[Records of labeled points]
********************

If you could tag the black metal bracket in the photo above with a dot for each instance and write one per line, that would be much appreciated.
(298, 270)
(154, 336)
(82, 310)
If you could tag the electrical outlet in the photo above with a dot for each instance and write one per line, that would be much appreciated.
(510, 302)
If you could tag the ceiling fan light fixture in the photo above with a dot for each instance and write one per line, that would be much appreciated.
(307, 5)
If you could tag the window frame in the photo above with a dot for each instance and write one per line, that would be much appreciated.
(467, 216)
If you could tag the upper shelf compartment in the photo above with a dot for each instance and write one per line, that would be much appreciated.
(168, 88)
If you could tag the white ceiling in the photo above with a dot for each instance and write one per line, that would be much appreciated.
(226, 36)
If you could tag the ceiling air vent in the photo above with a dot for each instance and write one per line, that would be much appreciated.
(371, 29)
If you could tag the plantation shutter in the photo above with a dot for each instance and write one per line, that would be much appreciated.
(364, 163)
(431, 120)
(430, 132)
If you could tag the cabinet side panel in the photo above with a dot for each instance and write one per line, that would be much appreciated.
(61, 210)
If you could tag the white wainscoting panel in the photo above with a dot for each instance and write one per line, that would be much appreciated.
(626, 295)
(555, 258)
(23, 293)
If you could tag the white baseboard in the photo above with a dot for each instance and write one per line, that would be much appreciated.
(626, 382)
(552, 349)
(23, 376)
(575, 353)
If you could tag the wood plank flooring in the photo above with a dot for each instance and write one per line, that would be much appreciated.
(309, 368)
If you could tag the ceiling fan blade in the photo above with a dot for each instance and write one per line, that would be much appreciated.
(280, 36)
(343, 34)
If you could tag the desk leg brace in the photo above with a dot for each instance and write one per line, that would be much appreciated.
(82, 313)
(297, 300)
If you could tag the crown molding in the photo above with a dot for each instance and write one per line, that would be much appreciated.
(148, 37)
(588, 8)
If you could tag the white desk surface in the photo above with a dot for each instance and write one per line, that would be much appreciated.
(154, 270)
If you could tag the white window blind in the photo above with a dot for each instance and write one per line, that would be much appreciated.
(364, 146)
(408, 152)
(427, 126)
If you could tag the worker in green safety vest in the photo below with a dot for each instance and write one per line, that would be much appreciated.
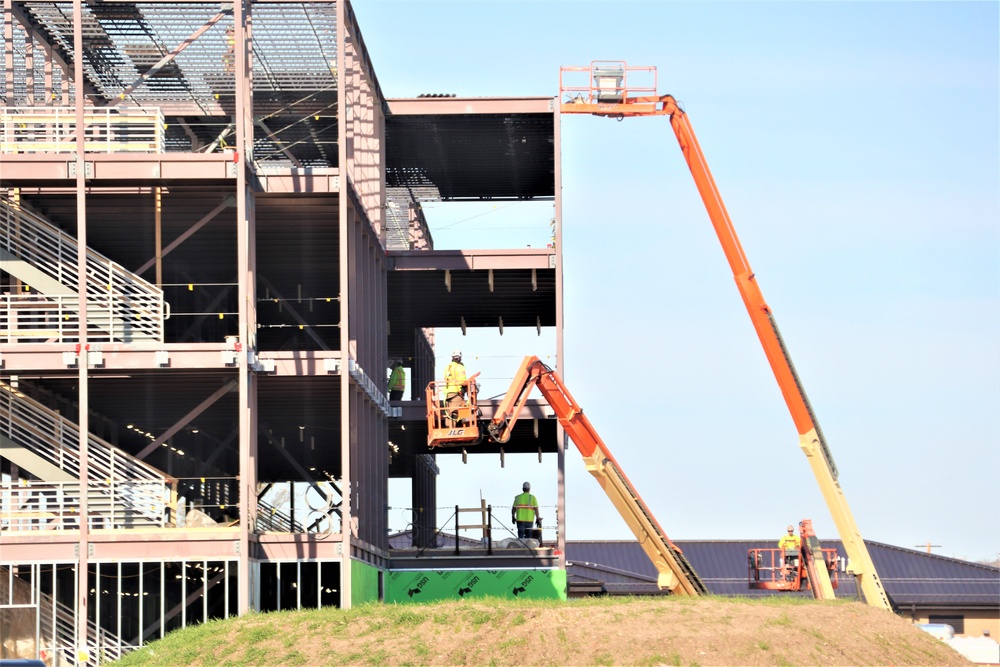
(397, 381)
(524, 512)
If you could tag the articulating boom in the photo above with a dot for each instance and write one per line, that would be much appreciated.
(608, 95)
(675, 573)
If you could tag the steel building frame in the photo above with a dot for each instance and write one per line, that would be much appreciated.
(242, 160)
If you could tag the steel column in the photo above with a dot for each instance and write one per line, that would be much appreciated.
(82, 346)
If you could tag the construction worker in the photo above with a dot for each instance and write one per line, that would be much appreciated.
(524, 512)
(789, 544)
(454, 383)
(790, 541)
(397, 381)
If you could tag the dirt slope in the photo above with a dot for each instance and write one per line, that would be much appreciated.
(621, 631)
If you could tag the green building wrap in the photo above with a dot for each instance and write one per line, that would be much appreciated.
(364, 583)
(432, 585)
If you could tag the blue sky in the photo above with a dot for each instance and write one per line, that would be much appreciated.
(857, 148)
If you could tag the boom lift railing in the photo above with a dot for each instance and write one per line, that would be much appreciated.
(601, 101)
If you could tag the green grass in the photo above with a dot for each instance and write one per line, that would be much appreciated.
(496, 631)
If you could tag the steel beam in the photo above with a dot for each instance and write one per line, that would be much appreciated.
(226, 203)
(186, 419)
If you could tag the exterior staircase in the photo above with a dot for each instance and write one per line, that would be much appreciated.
(122, 491)
(121, 306)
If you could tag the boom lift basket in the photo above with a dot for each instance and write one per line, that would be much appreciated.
(452, 426)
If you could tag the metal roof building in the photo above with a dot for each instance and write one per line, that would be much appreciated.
(924, 587)
(212, 243)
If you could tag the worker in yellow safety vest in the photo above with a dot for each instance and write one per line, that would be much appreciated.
(454, 383)
(524, 512)
(790, 541)
(789, 545)
(397, 381)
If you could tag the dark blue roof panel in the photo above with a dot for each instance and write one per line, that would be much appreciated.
(909, 577)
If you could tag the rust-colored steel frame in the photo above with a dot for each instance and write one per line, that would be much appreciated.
(191, 37)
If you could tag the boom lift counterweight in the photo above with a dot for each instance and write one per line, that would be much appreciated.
(608, 93)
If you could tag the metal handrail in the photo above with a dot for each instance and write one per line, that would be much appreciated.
(55, 439)
(121, 306)
(106, 130)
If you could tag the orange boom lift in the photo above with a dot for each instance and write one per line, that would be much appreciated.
(606, 91)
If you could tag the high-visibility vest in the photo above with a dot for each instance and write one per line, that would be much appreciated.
(397, 380)
(523, 507)
(454, 378)
(789, 542)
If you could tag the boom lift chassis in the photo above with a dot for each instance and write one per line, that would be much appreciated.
(609, 94)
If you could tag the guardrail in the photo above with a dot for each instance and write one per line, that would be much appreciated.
(121, 306)
(106, 130)
(34, 505)
(55, 439)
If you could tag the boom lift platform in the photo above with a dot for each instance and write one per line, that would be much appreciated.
(607, 91)
(810, 567)
(674, 571)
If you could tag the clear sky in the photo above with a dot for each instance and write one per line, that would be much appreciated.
(857, 146)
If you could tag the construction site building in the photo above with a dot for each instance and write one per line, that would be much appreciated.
(212, 244)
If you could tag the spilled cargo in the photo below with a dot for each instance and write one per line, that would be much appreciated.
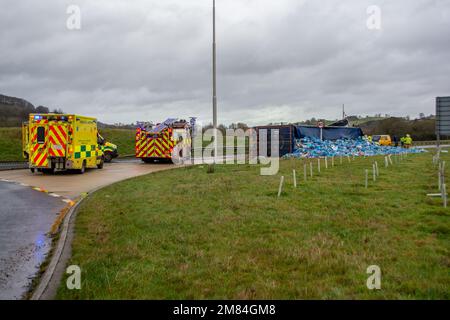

********************

== Exercise description ==
List every line in the entries above that contains the word "below", copying each such line in full.

== Answer to the task ==
If you could tag the worker in green safety vest in the photo below with a dot for each instance and write one per line, that would be much appreciated.
If you could tag the spilled cargo in the photo below with a dot for each instance and write one per line, that would be much appreciated.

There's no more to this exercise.